----- Data to process
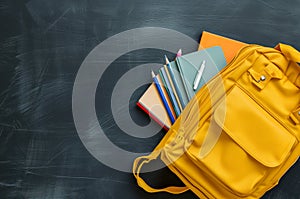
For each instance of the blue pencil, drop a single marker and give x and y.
(163, 98)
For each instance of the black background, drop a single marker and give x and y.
(42, 45)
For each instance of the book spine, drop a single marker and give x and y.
(152, 116)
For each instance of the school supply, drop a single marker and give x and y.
(240, 133)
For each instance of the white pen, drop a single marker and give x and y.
(199, 75)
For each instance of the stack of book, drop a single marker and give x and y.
(178, 81)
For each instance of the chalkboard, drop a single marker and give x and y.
(45, 45)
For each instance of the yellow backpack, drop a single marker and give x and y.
(240, 133)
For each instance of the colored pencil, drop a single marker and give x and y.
----------
#### Task brief
From the line containing "For each instance of the chalkboard, drop" down to the last line of the records above, print every line exactly, with both ends kept.

#### Task response
For each instance of the chalkboard, drop a single marker and give x and y.
(45, 45)
For each instance of the yellow backpack, drop a single marker and give x and y.
(240, 133)
For each instance of the colored pencil, drop a single marker and give x and y.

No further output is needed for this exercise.